Aim
Copy out every one of the records below word for word, and leave the pictures out of your answer.

####

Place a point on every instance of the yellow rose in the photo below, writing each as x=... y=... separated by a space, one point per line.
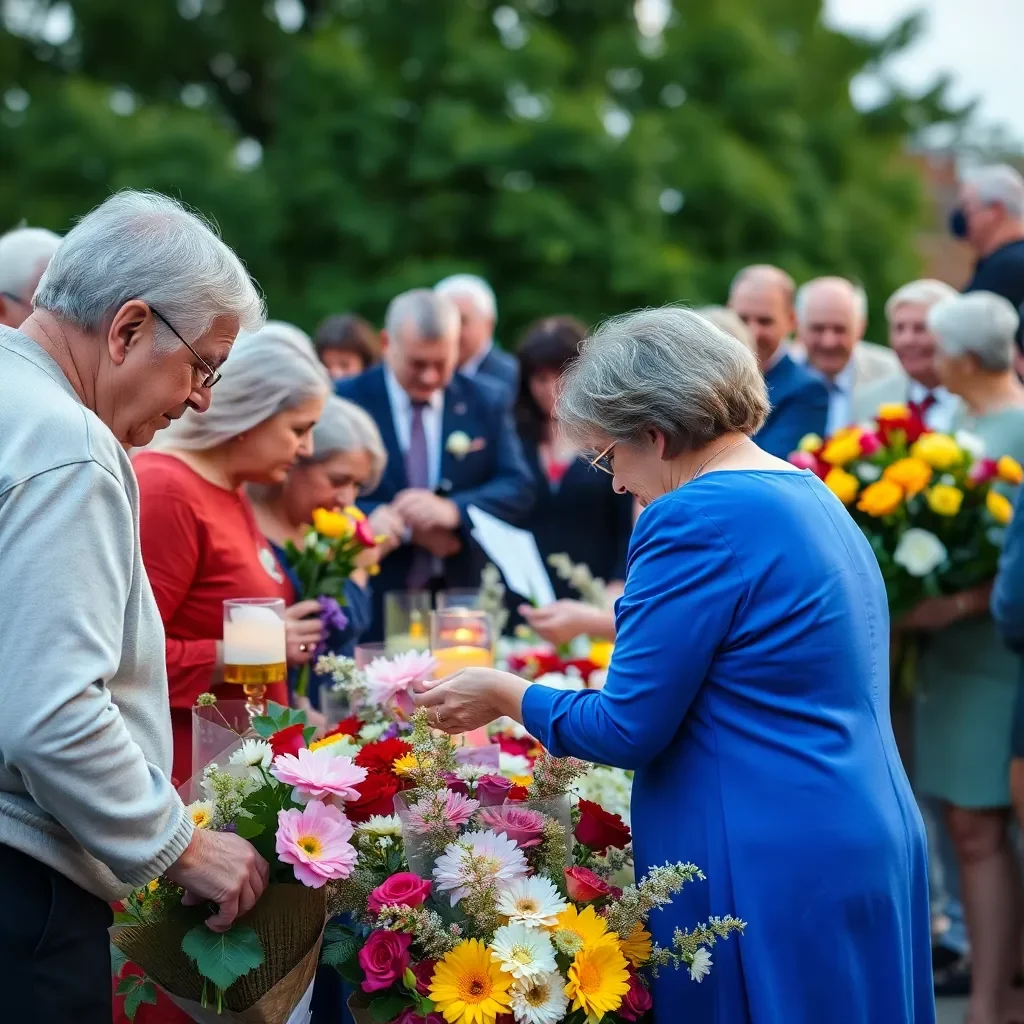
x=999 y=507
x=939 y=451
x=882 y=498
x=1010 y=470
x=843 y=449
x=911 y=474
x=332 y=524
x=944 y=500
x=843 y=484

####

The result
Place a point on every instance of the yellow rose in the photo below, writing each as x=... y=... separated by a space, one point per line.
x=999 y=507
x=939 y=451
x=882 y=498
x=1010 y=470
x=843 y=449
x=911 y=474
x=332 y=524
x=944 y=500
x=843 y=484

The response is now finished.